Source text:
----

Interconnect variation: Garbage in, out

Smith: The accuracy of the extracted parameters is only as good as the accuracy of the data that is input to the extraction.

The transition to copper and 90nm process nodes has raised the specter of increased interconnect process variation. Physical variations in copper interconnect lead to interconnect electrical-parameter (RCL) variation, which creates more potential variation in the actual performance and power consumption of the chip.

The ideal solution is to eliminate first the process variation. Improvements in chemical mechanical planarization processes and the introduction of dummy fill/slotting into layouts are being implemented with improved results, but interconnect variation persists. Unique interconnect patterns for each design, an increasing number of metal layers and decreasing line widths have conspired to force designers to accept interconnect variation.

The primary method employed to do this today is to assume "worst-case" variation, where worst-case electrical parameters are extracted and used at multiple points in the design process. This approach treats variability as uncertainty, and hence forces designers to create very conservative designs. Designers are typically not aware of this worst-case scenario, since EDA tools automatically use worst-case electrical parameters.

Perhaps the most important tool in the critical path of this process is parameter extraction. Extraction tools such as Raphael, Star RCXT, QuickCap, Fire and Ice QX, Assura RCX, Calibre xRC and Netan take a physical description of the interconnect in the layout; convert that into resistance, capacitance and inductance on wires; and feed the information into various design and verification tools. A plethora of alternatives is offered, from 2D to 3D field solvers—which can, at the high end, precisely extract resistance, capacitance and inductance with greater than 99 percent accuracy. There is usually a trade-off between speed and accuracy.

The flaw in this process is that the accuracy of the physical-design description that is input into the extraction tool depends on the manufacturing process—and not all manufacturing processes are equal.

Some progress has been made by adding basic intelligence to the physical interconnect data interpretation by extraction tools. The most common approach is to use a "density" model as a proxy for the thickness variation across the chip—with the assumption that uniform copper density will result in one copper thickness. This same proxy can also be used as a design rule in the place-and-route tool. The density models have even been extended with "range of influence" weighting, as well as rules for line width and spacing.

But the accuracy of the extracted parameters (and hence performance) is only as good as the accuracy of the data that is input to the extraction: Garbage in, garbage out. The solution is to provide as-manufactured thickness for all the interconnects on the chip. The virtual-manufacturing process would not only predict the actual variation but could also represent a specific foundry's process.

The virtual-manufacturing transformation could be done in hours, instead of weeks, while the chips are manufactured and measured. These manufacturing-aware designs would result in higher performance, lower power consumption or higher yields.

An accurate virtual-manufacturing capability is underway and is close to becoming a reality. We could soon eliminate the garbage.

Taber Smith
President and CEO
Praesagus Inc.

----

Data section:
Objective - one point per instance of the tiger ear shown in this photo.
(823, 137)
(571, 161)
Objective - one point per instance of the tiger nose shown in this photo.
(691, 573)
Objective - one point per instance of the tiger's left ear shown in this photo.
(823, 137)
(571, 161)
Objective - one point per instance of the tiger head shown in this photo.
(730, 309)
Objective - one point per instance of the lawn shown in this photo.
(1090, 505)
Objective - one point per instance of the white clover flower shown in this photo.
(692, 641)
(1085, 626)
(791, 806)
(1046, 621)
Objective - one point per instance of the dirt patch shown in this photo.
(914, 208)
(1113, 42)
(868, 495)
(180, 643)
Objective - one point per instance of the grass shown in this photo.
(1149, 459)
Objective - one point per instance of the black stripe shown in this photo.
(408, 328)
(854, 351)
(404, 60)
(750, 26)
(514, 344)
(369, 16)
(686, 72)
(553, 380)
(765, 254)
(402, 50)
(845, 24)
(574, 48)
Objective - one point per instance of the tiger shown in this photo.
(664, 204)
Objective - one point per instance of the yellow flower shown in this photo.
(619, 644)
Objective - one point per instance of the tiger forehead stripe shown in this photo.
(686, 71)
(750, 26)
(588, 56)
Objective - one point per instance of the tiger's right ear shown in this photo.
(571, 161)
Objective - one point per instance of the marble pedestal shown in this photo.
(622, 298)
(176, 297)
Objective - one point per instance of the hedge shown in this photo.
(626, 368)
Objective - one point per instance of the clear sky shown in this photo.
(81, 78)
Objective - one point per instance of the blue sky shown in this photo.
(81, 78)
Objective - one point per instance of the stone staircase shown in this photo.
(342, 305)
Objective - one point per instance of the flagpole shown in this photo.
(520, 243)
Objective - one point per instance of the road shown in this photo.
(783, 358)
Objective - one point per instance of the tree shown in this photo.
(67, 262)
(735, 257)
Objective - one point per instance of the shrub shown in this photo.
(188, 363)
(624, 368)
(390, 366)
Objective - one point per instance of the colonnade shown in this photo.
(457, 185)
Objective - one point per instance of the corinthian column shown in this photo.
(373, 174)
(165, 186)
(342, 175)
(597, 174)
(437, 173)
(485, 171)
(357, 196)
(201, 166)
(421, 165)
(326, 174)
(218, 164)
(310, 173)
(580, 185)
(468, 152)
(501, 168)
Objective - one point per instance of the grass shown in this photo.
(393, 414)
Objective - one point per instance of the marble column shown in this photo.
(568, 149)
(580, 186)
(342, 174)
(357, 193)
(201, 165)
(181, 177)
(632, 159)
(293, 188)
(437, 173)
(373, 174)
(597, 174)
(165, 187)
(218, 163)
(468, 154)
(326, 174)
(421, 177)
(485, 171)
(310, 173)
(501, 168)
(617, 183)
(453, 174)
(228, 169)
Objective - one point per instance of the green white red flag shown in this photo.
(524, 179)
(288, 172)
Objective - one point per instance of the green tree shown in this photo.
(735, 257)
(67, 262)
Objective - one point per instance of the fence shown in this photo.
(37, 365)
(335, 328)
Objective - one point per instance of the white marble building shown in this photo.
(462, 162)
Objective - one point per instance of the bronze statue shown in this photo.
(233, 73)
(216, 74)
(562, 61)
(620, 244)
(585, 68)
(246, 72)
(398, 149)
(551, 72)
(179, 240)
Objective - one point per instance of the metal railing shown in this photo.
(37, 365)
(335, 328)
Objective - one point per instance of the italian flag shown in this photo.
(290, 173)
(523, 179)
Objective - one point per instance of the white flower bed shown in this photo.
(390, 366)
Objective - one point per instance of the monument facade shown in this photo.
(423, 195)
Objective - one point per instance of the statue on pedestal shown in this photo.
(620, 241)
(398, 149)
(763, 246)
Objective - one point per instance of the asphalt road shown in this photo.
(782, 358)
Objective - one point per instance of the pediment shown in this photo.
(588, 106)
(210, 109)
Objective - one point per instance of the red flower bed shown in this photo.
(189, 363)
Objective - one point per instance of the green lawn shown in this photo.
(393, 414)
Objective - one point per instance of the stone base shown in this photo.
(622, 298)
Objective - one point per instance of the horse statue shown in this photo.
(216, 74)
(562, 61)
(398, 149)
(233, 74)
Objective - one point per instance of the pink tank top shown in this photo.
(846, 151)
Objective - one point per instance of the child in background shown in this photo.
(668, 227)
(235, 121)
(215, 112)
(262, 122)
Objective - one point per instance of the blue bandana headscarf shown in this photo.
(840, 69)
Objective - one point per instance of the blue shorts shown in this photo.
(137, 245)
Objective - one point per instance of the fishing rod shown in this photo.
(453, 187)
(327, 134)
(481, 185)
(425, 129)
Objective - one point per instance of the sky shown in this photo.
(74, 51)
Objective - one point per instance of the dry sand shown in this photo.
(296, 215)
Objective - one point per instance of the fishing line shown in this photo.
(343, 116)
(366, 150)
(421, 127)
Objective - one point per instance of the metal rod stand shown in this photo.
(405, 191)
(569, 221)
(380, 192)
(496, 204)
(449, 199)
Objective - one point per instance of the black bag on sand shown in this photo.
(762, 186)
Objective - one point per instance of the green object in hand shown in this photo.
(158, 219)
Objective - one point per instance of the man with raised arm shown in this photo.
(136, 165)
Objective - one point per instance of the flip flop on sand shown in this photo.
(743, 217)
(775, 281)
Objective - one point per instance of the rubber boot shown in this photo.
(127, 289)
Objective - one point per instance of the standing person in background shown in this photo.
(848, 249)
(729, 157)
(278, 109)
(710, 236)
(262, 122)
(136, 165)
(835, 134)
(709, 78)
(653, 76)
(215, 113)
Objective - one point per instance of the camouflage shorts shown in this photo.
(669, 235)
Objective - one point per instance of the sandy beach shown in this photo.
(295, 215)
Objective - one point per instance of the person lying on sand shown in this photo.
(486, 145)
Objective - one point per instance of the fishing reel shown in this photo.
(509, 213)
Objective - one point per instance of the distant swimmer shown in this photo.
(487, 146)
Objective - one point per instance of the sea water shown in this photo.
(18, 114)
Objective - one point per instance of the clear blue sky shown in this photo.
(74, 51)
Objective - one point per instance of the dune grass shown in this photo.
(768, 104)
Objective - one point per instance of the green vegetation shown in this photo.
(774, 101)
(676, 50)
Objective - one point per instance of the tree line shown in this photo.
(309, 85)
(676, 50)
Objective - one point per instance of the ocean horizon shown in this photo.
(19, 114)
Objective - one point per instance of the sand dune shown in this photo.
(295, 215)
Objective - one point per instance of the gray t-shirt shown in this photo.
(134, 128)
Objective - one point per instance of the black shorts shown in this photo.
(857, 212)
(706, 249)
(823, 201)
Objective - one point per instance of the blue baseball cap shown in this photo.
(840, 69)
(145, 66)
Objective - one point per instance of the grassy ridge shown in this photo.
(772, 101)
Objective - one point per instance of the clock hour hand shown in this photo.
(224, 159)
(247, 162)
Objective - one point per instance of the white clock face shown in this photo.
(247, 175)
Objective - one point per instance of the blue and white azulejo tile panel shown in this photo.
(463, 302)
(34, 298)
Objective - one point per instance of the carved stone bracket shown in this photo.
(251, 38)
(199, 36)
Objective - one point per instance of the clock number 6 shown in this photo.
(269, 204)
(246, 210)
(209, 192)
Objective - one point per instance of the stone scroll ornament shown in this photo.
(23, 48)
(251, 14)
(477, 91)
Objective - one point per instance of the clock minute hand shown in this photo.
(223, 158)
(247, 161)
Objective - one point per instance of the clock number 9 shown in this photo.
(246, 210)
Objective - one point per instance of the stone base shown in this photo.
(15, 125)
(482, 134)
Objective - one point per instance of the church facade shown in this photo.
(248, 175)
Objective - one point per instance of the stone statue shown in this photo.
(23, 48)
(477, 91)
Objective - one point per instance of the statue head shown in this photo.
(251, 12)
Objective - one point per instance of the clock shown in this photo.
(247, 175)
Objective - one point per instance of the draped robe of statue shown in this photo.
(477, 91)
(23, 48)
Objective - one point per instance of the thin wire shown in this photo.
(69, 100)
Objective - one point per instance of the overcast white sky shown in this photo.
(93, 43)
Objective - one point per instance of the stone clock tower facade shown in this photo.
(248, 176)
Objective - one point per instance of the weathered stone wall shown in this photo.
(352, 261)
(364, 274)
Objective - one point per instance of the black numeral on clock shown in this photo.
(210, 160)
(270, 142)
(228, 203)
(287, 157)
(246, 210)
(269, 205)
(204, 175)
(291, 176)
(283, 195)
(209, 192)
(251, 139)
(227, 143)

----

Aim: Extract the passage of the interconnect variation article from "Perhaps the most" to "speed and accuracy.".

Solution for this exercise:
Perhaps the most important tool in the critical path of this process is parameter extraction. Extraction tools such as Raphael, Star RCXT, QuickCap, Fire and Ice QX, Assura RCX, Calibre xRC and Netan take a physical description of the interconnect in the layout; convert that into resistance, capacitance and inductance on wires; and feed the information into various design and verification tools. A plethora of alternatives is offered, from 2D to 3D field solvers—which can, at the high end, precisely extract resistance, capacitance and inductance with greater than 99 percent accuracy. There is usually a trade-off between speed and accuracy.